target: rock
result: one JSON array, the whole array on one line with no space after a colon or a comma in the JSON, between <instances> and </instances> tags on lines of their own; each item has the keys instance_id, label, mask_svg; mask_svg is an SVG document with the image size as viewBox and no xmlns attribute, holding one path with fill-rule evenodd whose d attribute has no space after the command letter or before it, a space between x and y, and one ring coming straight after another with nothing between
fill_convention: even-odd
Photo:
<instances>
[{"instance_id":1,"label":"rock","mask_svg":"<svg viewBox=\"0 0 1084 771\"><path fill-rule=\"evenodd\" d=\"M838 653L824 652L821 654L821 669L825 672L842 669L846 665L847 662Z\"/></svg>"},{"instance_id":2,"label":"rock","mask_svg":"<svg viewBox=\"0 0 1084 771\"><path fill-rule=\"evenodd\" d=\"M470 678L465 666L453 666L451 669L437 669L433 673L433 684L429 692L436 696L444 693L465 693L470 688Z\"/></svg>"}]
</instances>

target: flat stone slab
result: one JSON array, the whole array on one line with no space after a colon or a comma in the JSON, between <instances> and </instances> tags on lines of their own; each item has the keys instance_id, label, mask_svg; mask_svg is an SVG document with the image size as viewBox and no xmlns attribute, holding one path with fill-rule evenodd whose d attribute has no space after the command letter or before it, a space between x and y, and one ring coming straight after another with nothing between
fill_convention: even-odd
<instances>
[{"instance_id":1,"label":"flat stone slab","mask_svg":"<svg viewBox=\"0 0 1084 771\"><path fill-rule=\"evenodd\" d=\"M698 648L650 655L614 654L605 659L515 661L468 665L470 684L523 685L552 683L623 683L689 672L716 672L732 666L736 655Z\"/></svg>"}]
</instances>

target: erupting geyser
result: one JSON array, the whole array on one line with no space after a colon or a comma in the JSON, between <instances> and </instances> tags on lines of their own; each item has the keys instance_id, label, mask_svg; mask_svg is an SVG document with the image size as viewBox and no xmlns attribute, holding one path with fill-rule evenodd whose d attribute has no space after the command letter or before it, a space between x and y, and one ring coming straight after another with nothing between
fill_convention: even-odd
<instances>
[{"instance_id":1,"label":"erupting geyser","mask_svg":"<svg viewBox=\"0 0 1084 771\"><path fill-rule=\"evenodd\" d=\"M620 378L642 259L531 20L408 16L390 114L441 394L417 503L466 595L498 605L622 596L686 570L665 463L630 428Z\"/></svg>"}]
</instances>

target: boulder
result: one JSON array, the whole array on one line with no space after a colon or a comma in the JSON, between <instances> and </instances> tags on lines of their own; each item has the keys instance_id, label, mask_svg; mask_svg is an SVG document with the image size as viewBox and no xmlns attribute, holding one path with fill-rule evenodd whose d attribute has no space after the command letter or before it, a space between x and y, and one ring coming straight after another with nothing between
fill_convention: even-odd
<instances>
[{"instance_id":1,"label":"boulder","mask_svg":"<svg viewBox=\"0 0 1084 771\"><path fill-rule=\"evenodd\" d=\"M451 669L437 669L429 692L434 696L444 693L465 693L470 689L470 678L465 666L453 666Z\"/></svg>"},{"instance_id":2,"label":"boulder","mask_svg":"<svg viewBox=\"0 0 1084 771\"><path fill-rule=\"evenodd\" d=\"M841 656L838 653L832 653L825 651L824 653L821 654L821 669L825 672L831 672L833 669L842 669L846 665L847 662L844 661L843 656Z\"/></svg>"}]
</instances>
::::
• Exercise
Rewrite the listing above as a JSON list of strings, one string per line with blank lines left out, covering the stretch from the line containing "target: boulder" through the end of the listing.

• Task result
[
  "target: boulder",
  "result: one JSON array, the whole array on one line with no space after a colon or a comma in the JSON, between <instances> and </instances> tags on lines of their own; each item has the keys instance_id, label, mask_svg; mask_svg is an SVG document with the image size as viewBox and no xmlns attribute, holding one path with fill-rule evenodd whose d attribute has no space after the command letter or before it, a space between x and y, and one ring coming straight after another with nothing between",
  "fill_convention: even-odd",
  "<instances>",
  "[{\"instance_id\":1,\"label\":\"boulder\",\"mask_svg\":\"<svg viewBox=\\\"0 0 1084 771\\\"><path fill-rule=\\\"evenodd\\\" d=\\\"M451 669L437 669L429 692L434 696L444 693L465 693L470 689L470 678L465 666L453 666Z\\\"/></svg>\"},{\"instance_id\":2,\"label\":\"boulder\",\"mask_svg\":\"<svg viewBox=\\\"0 0 1084 771\\\"><path fill-rule=\\\"evenodd\\\" d=\\\"M841 656L838 653L832 653L825 651L824 653L821 654L821 669L825 672L831 672L833 669L842 669L846 665L847 662L844 661L843 656Z\\\"/></svg>\"}]",
  "</instances>"
]